● **WHAT IS REQUIRED**
Rescale the records below: reproduce every line, requests included, but multiply each point coordinate in the answers by 1.3 and round to the nearest whole number, with halves rounded up. Leave the pictures out.

_ _ _

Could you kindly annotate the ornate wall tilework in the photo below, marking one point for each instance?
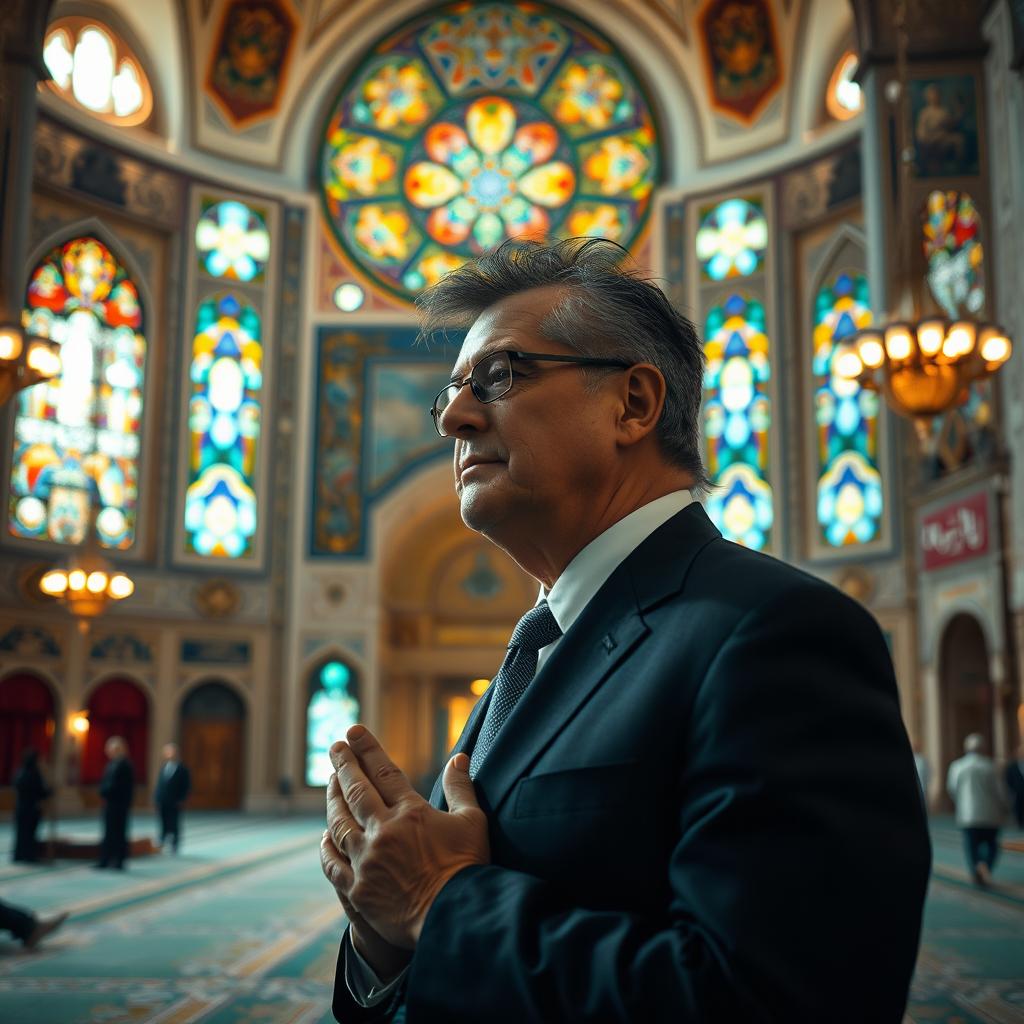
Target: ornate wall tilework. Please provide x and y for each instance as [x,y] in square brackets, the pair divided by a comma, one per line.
[30,640]
[121,647]
[206,651]
[249,64]
[65,160]
[741,56]
[372,427]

_ _ _

● **SOLUTION TO THIS TASK**
Could you kindly annotate the ornate wall tilework in the photo below, marking one point for each instance?
Target: ornate wall tilework. Please provide x and y for each instance as [x,y] in square brackets, the pair divided by a comma, one per line.
[39,832]
[157,841]
[268,846]
[324,83]
[85,208]
[963,73]
[484,555]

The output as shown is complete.